**Available data:**
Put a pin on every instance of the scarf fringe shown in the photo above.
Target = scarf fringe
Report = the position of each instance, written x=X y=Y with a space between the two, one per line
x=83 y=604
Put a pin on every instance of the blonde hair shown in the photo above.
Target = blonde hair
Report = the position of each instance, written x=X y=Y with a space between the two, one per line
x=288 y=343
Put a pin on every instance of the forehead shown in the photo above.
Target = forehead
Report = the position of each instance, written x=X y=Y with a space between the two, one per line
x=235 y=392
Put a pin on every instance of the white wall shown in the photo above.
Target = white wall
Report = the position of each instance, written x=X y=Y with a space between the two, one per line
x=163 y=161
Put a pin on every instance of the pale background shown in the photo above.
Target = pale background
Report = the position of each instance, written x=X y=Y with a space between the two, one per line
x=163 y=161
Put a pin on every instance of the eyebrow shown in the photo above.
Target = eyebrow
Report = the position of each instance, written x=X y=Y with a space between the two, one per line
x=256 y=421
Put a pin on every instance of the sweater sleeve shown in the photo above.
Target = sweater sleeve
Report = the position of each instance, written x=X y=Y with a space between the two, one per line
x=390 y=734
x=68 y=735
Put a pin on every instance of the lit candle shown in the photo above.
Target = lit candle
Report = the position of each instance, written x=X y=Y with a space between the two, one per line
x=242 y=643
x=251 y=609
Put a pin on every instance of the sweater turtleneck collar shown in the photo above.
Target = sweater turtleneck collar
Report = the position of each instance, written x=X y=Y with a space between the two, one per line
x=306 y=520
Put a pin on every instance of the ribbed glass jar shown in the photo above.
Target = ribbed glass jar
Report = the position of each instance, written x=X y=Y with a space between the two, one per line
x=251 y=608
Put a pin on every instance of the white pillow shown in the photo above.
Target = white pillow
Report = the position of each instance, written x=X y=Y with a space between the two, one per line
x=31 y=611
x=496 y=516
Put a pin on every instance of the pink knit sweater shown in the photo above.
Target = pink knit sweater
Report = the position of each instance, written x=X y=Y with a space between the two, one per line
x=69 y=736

---

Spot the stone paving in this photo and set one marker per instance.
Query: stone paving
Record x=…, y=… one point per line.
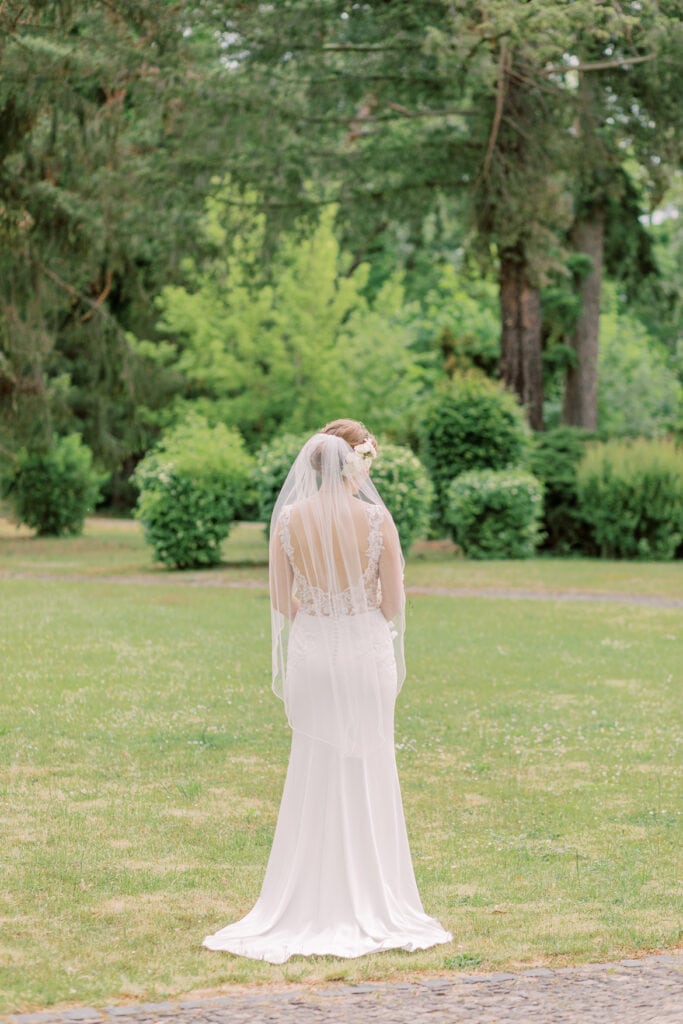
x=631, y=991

**What the exercise asks:** Show all lines in the preceding material that have "Target" in them.

**Output of the task:**
Target = scarf fringe
Target = blonde hair
Target = forehead
Target = white wall
Target = pale background
Target = eyebrow
Target = sweater sleeve
Target = lit candle
Target = sweater turtleneck collar
Target = ribbed glass jar
Target = white pillow
Target = pink knit sweater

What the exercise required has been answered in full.